▸ Requirements
According to the passage on Ayelet Shaked's bill and Israeli human rights organizations, in which two years did Vladimir Putin answer criticism by claiming that foreign funding of human rights groups was "foreign intervention"?

[start Quoted passage]

The fact is that none of the Israeli human rights organizations which are being deliberately targeted by Shaked’s bill would be regarded as foreign agents under FARA if they were American and operating in the US, even though most of them receive contributions from foreign governments.
All these organizations are Israeli NGOs, which are pursuing legitimate goals (even if some of them occasionally use objectionable means) that the Israeli Right disapproves of, and is trying to delegitimize by any means. These goals are: honoring the human rights of the Palestinians residents of the territories occupied by Israel in June 1967, for as long as Israel remains in occupation of such territories; and ending the occupation under appropriate conditions, since they believe that the continued occupation is corrupting Israeli society and eroding its democracy. The fact is that these goals are also the explicit or tacit goals of several mainstream Israeli Zionist political parties, and what the Right is suggesting is that the legitimacy of these parties is also in question.
But to return to the targeted NGOs, it should be noted that none of them were established by a foreign government or any other foreign entity to further their own interests.
Admittedly, many of these NGOs receive most of their financing from foreign governments. However, it should be added that since most NGOs in Israel today have difficulty raising money, they seek and accept contributions from anyone from whom it is legal to receive contributions – including foreign governments.
This does not turn them into agents of foreign governments, just like various right-wing NGOs are not suspected of promoting the resurrection of Jesus just because they receive contributions from American evangelists, and Ayelet Shaked is not suspected of engaging in promoting illicit arms and drug deals because she received contributions from a shady Belgian diamond dealer subsequently arrested on charges of illicit arms and drug trafficking.
But returning to foreign governments, aren’t their contributions to human rights organizations in other countries “foreign intervention,” prohibited by international law? That is what Russian President Vladimir Putin claimed in 2006 in reply to criticism of his clamp-down on Russian human rights organizations, which were allegedly funded by foreign governments, and again in 2012 in reply to criticism of his draconian Foreign Agents Law.
However, since the upholding of human rights and the battle against human rights violations are the subject of various international conventions, international law does not consider the activities of governments in support of the preservation of human rights in other countries to be illegal intervention in their domestic affairs. In fact, under certain circumstances even use of force for this purpose is justified.
Thus many European states openly include such activities in their declared foreign policies. Russia and China are among the targets of such activities, as are many third world states. That Israel should find itself included in this list of states is nothing to be proud about, and cannot be attributed simply to anti-Semitism, as many in Israel are inclined to do.
It should be noted that in the case of Israel such activities very rarely involve human rights abuses in Israel proper, but rather human rights abuses that occur on a daily basis in what the Israeli Right considers an inalienable part of Israel but the rest of the world considers occupied territories that are not part of the sovereign territory of Israel. The fact that the IDF and other Israeli state authorities frequently make efforts to minimize such abuses does not change the fact that the mere occupation of a people against its will cannot but result in human rights violations.
As to the 2015 amendment of the HoR Standing Rules, it should be noted that even before it was passed witnesses appearing before a congressional committee for hearings in a nongovernmental capacity were supposed to disclose the recent receipt of federal grants and contracts, either by the witness himself or by an entity represented by him, before their appearance.

[end Quoted passage]
[start Material shown]

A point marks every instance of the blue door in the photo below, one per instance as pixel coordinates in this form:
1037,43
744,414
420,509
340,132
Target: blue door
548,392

[end Material shown]

▸ Answer to this task
2006 and 2012